------ Excerpted data

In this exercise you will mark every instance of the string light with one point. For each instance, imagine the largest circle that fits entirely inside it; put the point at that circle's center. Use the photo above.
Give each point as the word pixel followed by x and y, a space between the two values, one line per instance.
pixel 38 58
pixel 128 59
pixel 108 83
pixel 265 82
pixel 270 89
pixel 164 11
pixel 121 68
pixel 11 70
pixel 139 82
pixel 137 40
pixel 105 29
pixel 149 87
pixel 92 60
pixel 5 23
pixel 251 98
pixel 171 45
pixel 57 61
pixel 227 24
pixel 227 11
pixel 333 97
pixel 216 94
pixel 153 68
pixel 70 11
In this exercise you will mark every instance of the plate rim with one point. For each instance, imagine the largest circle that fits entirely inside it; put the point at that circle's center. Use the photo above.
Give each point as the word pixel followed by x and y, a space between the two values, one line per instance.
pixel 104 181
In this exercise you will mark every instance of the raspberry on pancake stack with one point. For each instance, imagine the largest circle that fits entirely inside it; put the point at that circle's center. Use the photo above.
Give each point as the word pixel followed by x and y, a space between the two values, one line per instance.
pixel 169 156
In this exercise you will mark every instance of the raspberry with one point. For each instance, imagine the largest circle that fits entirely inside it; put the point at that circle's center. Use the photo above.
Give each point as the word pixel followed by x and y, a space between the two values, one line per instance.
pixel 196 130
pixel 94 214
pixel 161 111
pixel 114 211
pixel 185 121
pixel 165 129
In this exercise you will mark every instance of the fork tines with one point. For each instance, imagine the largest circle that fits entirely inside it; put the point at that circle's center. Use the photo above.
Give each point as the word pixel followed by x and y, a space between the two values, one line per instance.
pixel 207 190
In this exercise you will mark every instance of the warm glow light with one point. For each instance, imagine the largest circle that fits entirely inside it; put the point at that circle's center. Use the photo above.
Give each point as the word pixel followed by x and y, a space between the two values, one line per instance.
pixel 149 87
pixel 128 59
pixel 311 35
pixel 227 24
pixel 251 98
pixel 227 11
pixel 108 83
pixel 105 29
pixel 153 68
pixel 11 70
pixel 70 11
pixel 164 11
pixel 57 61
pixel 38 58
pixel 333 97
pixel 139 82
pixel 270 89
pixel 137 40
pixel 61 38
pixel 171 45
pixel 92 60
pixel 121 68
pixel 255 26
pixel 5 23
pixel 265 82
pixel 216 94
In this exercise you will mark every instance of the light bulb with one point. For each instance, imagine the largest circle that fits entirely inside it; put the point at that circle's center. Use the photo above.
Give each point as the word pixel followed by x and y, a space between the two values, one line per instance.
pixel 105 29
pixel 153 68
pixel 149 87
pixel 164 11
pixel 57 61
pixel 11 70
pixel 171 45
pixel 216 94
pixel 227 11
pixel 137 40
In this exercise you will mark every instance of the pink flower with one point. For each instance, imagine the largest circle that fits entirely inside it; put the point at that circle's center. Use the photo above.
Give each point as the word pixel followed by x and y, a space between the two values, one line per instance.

------------

## Exercise brief
Reproduce the material above, every line of it, exactly.

## Answer to the task
In this exercise you will mark every instance of the string light with one point. For each instance, imagine the largest circle that fits entirely inside it; put the point at that circle's center. Use the photo above.
Give each point as the word pixel followed by x and y, a space between the two values, one line per instance.
pixel 38 58
pixel 128 59
pixel 108 83
pixel 265 82
pixel 270 89
pixel 164 11
pixel 121 68
pixel 11 70
pixel 139 82
pixel 137 40
pixel 105 29
pixel 149 87
pixel 92 60
pixel 5 23
pixel 251 98
pixel 171 45
pixel 57 61
pixel 227 24
pixel 227 11
pixel 333 97
pixel 216 94
pixel 153 68
pixel 70 11
In this exercise you will mark every instance of the plate rim with one point. For each instance, imagine the largest circle that fits entirely inside it; put the point at that circle's center. Use the photo above.
Give each point as the word pixel followed by x and y, a space between the two values, one line per instance.
pixel 104 181
In this exercise you will mark every instance of the raspberry on pancake stack with one point. For each instance, imagine the largest circle that fits entirely inside it; put the point at that circle's center. Use the photo above.
Give each point as the word pixel followed by x and y, a space between the two values, one line per instance.
pixel 169 156
In this exercise you will mark every instance of the raspberry with one point. For each instance, imagine the largest circle that fits entirely inside it; put the point at that circle's center. Use the photo above.
Give each point as the word pixel followed by x and y, a space between the two values, one line per instance.
pixel 196 130
pixel 94 214
pixel 161 111
pixel 114 211
pixel 185 121
pixel 165 129
In this exercise you will mark every instance of the fork tines with one point. For each instance, imagine the largest circle that fits entirely inside it; put the point at that circle's center. Use the photo above.
Give each point as the word pixel followed by x and y, a space between the two values, one line per instance.
pixel 207 190
In this exercise you will mark every instance of the warm glow light with one point. For each instance, imagine the largest circle that fits entirely inside it; put the point at that circle's center. Use the photo above.
Give each point as the word pixel followed by x and y, a space between the two values, one line per instance.
pixel 149 87
pixel 128 59
pixel 311 35
pixel 227 24
pixel 251 98
pixel 227 11
pixel 108 83
pixel 105 29
pixel 153 68
pixel 11 70
pixel 70 11
pixel 164 11
pixel 57 61
pixel 38 58
pixel 333 97
pixel 139 82
pixel 270 89
pixel 137 40
pixel 61 38
pixel 171 45
pixel 92 60
pixel 121 68
pixel 255 26
pixel 5 23
pixel 265 82
pixel 216 94
In this exercise you will mark every instance of the light bulb with one point. For each instance, imagine the largest circle that fits entirely inside it; put the point at that circle's center. Use the photo above.
Give each point as the word pixel followed by x and y, a space between the two values, one line per instance.
pixel 105 29
pixel 153 68
pixel 149 87
pixel 164 11
pixel 57 61
pixel 11 70
pixel 171 45
pixel 216 94
pixel 227 11
pixel 137 40
In this exercise you will mark every instance of the pink flower with one point. For each instance, imagine the largest circle that fits entirely inside it; put the point at that circle's center. Use the photo above.
Give each point as the word pixel followed by x and y, a space between the two values, one line per instance.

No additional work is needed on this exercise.